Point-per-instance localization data
· · · · · · ·
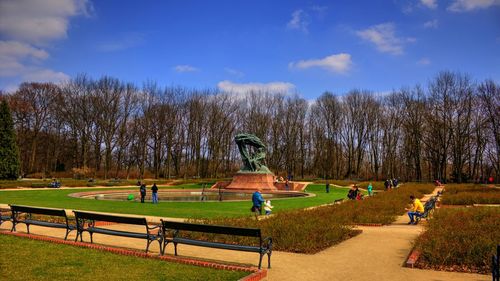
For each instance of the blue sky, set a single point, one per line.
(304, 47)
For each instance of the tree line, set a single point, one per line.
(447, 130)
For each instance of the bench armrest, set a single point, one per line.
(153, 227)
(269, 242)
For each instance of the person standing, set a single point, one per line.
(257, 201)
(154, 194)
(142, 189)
· · · · · · ·
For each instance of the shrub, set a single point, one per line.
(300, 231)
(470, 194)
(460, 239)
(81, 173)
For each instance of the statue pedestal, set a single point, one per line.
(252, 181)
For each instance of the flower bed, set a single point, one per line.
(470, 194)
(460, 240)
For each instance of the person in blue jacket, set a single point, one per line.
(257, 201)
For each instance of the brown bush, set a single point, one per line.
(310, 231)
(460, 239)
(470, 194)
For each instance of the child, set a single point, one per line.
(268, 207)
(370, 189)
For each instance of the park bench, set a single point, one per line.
· · · · · · ·
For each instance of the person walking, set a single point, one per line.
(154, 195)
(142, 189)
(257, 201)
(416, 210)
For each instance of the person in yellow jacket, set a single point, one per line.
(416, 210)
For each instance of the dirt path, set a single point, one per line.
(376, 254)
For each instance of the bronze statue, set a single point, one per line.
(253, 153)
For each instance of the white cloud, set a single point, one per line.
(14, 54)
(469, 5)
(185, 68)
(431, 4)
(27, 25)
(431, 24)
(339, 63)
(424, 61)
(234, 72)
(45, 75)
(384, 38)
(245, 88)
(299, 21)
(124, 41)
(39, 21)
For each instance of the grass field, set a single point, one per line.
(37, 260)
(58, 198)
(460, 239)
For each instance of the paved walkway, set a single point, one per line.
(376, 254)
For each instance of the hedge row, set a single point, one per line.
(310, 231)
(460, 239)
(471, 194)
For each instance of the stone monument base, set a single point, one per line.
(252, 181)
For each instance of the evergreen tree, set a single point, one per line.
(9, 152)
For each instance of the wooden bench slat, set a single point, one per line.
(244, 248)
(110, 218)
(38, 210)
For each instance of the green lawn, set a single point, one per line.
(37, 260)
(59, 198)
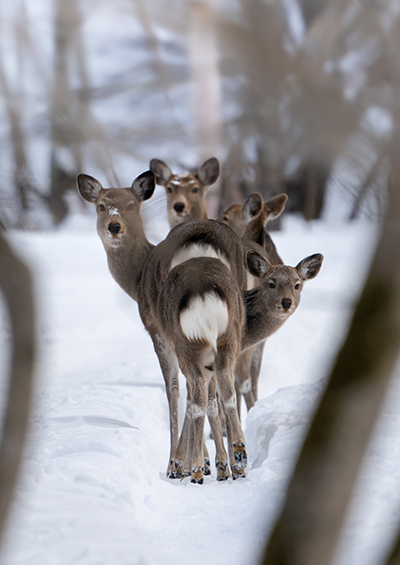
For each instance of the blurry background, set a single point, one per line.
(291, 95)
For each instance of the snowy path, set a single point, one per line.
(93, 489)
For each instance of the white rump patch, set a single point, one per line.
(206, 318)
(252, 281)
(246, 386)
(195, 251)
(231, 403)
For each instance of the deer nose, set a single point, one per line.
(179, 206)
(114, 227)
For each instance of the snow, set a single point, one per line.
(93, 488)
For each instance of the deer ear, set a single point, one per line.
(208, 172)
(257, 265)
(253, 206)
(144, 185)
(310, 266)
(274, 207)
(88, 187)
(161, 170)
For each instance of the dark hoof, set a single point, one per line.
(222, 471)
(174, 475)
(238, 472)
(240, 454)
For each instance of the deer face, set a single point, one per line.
· · · · · · ·
EXERCISE OBJECTIVE → Retype only this portion of the data above: the line containing "For each instance of the snowy", the line containing "For each instance of the deer face, set", and all lines between them, exactly.

TASK RESULT →
For each instance of the snowy path, set a single point, one per line.
(93, 489)
For each instance of the white rump patch, set a single point, one per line.
(206, 318)
(252, 281)
(246, 386)
(195, 251)
(231, 403)
For each instance of the deer nose, set a single point, one per line.
(179, 206)
(114, 227)
For each instance of the snow, set a single point, one per line.
(93, 488)
For each instance of the deer ear, set a single point, one per line.
(208, 172)
(257, 265)
(253, 206)
(144, 185)
(310, 266)
(274, 207)
(88, 187)
(161, 170)
For each instance of the dark hoof, set a single point, one per line.
(222, 471)
(174, 475)
(238, 472)
(240, 454)
For each instance of the deer face, set a single point, one per line.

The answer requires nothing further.